● **Task directions**
Rewrite all the records with every instance of "Input query" changed to "Search phrase" and everything else left as is. Omit the pictures from your answer.

● **Provided data**
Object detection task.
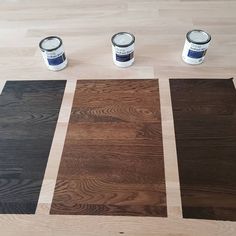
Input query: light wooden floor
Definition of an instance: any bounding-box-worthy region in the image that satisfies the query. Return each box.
[0,0,236,236]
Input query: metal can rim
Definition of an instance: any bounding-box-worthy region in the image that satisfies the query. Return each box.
[186,29,211,45]
[39,36,62,52]
[111,32,135,48]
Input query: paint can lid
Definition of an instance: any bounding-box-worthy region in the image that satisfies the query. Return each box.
[186,30,211,44]
[111,32,135,47]
[39,36,62,52]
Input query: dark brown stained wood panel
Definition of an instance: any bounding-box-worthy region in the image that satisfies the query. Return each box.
[0,80,66,214]
[170,79,236,221]
[51,80,167,217]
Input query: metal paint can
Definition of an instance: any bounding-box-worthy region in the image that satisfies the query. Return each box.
[39,36,67,71]
[182,30,211,64]
[111,32,135,67]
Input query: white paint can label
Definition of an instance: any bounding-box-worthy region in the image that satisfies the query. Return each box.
[111,32,135,67]
[182,30,211,64]
[39,36,67,71]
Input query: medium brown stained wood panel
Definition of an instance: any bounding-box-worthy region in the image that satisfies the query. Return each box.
[170,79,236,221]
[50,80,167,216]
[0,80,66,214]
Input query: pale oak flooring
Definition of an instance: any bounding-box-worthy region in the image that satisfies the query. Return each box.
[0,0,236,236]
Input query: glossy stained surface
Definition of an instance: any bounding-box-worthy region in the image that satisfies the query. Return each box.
[51,80,167,216]
[170,79,236,221]
[0,81,66,214]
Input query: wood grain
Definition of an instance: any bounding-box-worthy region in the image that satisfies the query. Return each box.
[170,79,236,221]
[0,81,66,214]
[51,80,167,216]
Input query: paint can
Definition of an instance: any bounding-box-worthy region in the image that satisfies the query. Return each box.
[111,32,135,67]
[39,36,67,71]
[182,30,211,65]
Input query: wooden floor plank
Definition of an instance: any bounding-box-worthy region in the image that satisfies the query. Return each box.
[51,80,167,216]
[170,79,236,221]
[0,81,66,214]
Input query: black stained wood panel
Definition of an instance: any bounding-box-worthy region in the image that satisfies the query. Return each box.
[170,79,236,221]
[51,80,167,216]
[0,80,66,214]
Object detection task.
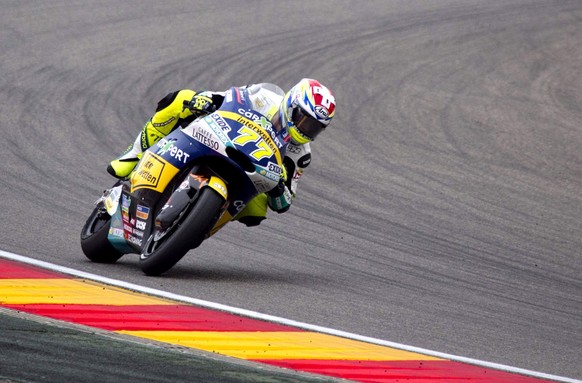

● **Answer to this problem**
Object detection task.
Search phrase: light wooden floor
Definition of an instance: any bounding-box-worthy region in the image that satisfies the query. Return each box.
[0,0,236,236]
Search phrase: metal can rim
Definition of an instance: any bounding-box-worthy region in the image that satisfies the query. Return each box.
[186,29,211,45]
[39,36,62,52]
[111,32,135,48]
Search phrase: paint can lid
Definition of an instance: any bounding-box-worthy region in the image that satisfies the query. Return each box.
[186,30,211,44]
[111,32,135,47]
[39,36,62,52]
Search phrase: dark brown stained wood panel
Definition of an instance: any bounding-box-worthy region in the image that satisfies the query. Return each box.
[0,80,66,214]
[170,79,236,221]
[51,80,167,217]
Search phrase: metal paint can
Definition of an instance: any bounding-box-worthy region in the image that satisfies the query. Return each box.
[39,36,67,71]
[182,30,211,64]
[111,32,135,67]
Search phrase: white paint can label
Definition of an instance: any bounding-box-worthy region in the image that satisfies the query. Return each box.
[111,32,135,67]
[182,30,211,64]
[39,36,67,71]
Search phrase: medium brown stained wood panel
Definition of an instance: any bounding-box-worthy region in the image that satisfies the query. Return each box.
[170,79,236,221]
[50,80,167,216]
[0,80,66,214]
Search phrase: pale oak flooring
Definition of an instance: any bounding-box-worthy region in the image that satisfies the query. Return each box.
[0,0,236,236]
Search phrase: glossy stained surface
Definition of an instance: any bounding-box-worthy region in the image that satisfies the query. Return each box.
[51,80,167,216]
[170,79,236,221]
[0,81,66,214]
Search phrase: wood grain
Definition of an instance: any bounding-box-worthy region in the image that satisfies the query. Return each box.
[170,79,236,221]
[0,81,66,214]
[51,80,167,216]
Search phrase: paint can
Definition of an instance: any bounding-box-worthy region in the image that satisfies the query. Return each box.
[111,32,135,67]
[39,36,67,71]
[182,30,211,65]
Search phrase: wooden floor plank
Definition of an instance: any bounding-box-worthy region in the image that satisfies the query. Return each box.
[51,80,167,216]
[170,79,236,221]
[0,81,66,214]
Search phrase: black stained wood panel
Definition of an instance: any bounding-box-worthy region in the image that satisfies the query. Return each box.
[170,79,236,221]
[51,80,167,216]
[0,80,66,214]
Object detection task.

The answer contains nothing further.